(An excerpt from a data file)
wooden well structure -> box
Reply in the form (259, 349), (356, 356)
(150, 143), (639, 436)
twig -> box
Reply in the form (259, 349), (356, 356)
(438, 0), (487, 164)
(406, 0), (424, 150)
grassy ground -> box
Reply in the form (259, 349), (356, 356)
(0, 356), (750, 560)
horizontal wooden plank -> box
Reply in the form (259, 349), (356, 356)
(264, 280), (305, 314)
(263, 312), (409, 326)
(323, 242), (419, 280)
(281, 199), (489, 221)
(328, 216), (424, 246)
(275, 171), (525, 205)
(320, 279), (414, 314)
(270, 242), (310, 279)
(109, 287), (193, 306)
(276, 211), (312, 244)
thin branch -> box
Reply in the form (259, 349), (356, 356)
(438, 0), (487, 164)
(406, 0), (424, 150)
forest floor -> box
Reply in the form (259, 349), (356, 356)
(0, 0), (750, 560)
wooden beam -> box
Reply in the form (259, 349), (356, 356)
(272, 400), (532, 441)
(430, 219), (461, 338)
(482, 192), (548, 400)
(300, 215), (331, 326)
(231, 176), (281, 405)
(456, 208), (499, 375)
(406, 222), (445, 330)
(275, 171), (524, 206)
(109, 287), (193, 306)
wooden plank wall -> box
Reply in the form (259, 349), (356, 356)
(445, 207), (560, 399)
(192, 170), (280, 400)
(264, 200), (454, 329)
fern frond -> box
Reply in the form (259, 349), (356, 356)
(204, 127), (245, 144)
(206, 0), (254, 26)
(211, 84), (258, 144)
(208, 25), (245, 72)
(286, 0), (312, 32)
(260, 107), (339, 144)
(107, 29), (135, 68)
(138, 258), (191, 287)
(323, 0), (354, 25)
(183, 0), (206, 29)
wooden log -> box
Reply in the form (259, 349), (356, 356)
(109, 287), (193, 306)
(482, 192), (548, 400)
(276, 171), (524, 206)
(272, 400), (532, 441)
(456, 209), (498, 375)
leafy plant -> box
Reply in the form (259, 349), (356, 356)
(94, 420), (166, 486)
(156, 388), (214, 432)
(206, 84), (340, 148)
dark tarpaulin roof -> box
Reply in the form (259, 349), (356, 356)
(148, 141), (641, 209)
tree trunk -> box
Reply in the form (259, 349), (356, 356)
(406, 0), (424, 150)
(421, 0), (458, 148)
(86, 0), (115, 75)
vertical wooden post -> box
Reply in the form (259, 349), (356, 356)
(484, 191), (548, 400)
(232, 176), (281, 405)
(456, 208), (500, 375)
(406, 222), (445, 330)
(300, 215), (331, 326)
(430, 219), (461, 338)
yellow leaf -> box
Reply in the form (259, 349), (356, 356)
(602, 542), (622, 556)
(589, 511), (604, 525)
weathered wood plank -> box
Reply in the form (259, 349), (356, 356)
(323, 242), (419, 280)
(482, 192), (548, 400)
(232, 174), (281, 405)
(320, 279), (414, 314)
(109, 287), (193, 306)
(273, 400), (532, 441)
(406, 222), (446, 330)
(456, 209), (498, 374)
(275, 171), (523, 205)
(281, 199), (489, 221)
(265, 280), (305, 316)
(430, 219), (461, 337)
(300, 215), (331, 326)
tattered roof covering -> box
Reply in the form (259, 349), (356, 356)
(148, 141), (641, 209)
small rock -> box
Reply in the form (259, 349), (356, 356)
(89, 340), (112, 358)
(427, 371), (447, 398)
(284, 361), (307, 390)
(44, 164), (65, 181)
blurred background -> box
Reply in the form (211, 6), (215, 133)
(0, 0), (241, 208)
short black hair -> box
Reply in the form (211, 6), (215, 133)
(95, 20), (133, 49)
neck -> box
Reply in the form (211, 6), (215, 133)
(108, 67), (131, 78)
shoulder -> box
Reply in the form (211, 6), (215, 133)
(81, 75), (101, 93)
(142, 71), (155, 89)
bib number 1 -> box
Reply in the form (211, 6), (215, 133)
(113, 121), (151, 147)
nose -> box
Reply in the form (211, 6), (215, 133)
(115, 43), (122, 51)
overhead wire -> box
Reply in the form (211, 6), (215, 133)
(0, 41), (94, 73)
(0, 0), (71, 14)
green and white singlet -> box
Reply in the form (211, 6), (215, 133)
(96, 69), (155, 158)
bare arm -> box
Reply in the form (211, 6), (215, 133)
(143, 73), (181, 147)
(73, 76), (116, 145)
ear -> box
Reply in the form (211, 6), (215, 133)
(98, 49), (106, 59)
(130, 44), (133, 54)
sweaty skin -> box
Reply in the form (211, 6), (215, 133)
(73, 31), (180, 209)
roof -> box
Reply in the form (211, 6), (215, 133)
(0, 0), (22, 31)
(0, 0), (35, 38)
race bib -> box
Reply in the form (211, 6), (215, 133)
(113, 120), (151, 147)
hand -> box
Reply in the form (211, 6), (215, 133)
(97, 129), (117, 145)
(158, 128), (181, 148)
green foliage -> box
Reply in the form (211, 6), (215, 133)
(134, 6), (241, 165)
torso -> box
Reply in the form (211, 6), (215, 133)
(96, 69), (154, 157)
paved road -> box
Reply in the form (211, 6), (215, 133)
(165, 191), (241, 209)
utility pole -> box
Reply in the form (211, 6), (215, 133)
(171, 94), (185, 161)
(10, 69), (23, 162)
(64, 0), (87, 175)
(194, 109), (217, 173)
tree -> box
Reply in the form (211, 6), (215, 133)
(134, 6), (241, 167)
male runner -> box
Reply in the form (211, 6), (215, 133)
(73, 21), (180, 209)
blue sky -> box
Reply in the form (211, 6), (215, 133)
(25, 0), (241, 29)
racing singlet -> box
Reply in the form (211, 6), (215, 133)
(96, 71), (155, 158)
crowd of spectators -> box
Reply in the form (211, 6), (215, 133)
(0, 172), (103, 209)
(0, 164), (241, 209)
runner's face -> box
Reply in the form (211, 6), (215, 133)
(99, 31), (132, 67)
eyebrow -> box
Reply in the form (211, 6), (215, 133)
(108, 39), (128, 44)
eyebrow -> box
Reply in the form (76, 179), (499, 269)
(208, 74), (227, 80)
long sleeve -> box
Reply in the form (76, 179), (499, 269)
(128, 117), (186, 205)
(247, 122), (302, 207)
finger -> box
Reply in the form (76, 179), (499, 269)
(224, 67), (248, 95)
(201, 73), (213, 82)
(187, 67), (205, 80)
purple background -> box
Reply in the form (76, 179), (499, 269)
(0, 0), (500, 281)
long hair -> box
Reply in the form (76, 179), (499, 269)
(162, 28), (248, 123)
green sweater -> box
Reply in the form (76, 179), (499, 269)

To do -> Present the stretch of the records from the line containing "blue sky -> box" through the line containing "(108, 39), (128, 44)", both included, as a numbered list with blank lines omitted.

Answer for the task ->
1. blue sky -> box
2. Reply in the form (211, 6), (215, 133)
3. (25, 0), (241, 29)
4. racing singlet -> box
5. Reply in the form (211, 6), (215, 133)
6. (96, 71), (155, 158)
7. crowd of spectators -> box
8. Reply in the form (211, 6), (215, 133)
9. (0, 172), (103, 209)
10. (0, 164), (241, 209)
11. runner's face -> box
12. Reply in the form (211, 6), (215, 133)
13. (99, 31), (132, 67)
14. eyebrow -> box
15. Reply in the form (211, 6), (215, 133)
16. (108, 39), (128, 44)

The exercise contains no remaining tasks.